▶ **Document passage**

++++

Eye Specialist Dr Shahedara Begum of Bangladesh Eye Hospital on Thursday received bail from a court in Dhaka.
Dr Shahedara Begum was produced before the Chief Metropolitan Magistrate (CMM) court in Dhaka by police. The investigation officer (IO) of the case Sub-Inspector Saiful Alam of Dhanmondi Police Station, pleaded to the court of Magistrate Masuma Rahman to keep her detained in jail. However, the lawyer of the accused pleaded for her bail. After the hearing, the court granted her bail.
Shahedara Begum, a consultant pediatric ophthalmologist and Strabismus Surgeon of Bangladesh Eye Hospital, has been arrested in a case filed on charges of mistakenly operating the wrong eye of an 18-month-old child.
Police arrested her from her Elephant Road residence around 2:00am on Thursday, said Dhanmondi Police Station OC Ali Ahmed Masud.
Irtiza Ariz Hasan was brought to the Bangladesh Eye Hospital at Dhanmondi on Tuesday for treatment of one of his eyes. But the doctor mistakenly conducted a surgery on his healthy eye, according to the case statement.

++++

▶ **Problems and tasks**
**1)** In the news report on the eye surgery case, where did police arrest Dr Shahedara Begum?
**2)** Shorten the paragraph of the news report on the eye surgery case that begins "Dr Shahedara Begum was produced" into a short list of its main facts.
**3)** Carry on writing the news report on the eye surgery case, picking up after its final sentence.

▶ **Records shown**
++++

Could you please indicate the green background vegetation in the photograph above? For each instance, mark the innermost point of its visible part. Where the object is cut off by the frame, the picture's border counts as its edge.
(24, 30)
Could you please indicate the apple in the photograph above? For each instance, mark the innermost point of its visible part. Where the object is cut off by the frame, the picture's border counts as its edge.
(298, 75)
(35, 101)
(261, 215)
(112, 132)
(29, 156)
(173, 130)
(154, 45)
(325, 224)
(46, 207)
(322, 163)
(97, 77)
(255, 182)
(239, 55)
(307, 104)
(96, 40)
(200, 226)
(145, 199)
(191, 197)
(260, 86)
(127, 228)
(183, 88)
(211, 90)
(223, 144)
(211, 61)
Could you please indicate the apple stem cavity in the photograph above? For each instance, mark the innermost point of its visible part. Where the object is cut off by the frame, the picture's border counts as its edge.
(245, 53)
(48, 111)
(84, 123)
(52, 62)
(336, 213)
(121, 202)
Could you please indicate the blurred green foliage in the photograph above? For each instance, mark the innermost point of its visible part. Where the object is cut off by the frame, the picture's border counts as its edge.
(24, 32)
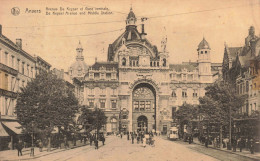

++++

▶ **Responses per task**
**1)** At her residence on Elephant Road.

**2)**
- Police brought Dr Shahedara Begum before the Chief Metropolitan Magistrate court in Dhaka.
- The investigation officer, Sub-Inspector Saiful Alam of Dhanmondi Police Station, asked Magistrate Masuma Rahman to keep her in jail.
- Her lawyer asked for bail.
- After the hearing, the court granted her bail.

**3)**
The physician confirmed there was a dirt-like object in the left eye of the child. Irtiza Ariz underwent all the necessary medical tests required before the surgery, was given anesthesia and taken to the operation theatre.
However, after the child was brought out of the operation theatre, the family saw that the surgery had been performed on the right eye instead of the left one. After they informed the doctor, the child was taken to the operation theatre again and the surgery was completed on the left eye, the family alleged.
Dr Afroza Khanam, a consultant of the Bangladesh Eye Hospital, said the child was brought to the hospital on Tuesday and Dr Shahedara was put in charge of the treatment.
"She conducted tests and found foreign bodies (hair) in his right eye which needed to be removed. The [foreign bodies] were irritating the child's cornea. The doctor gave the child anaesthesia to induce sleep and removed the hair and dirt from the right eye. Later she covered the eye with bandages as the cornea was sore."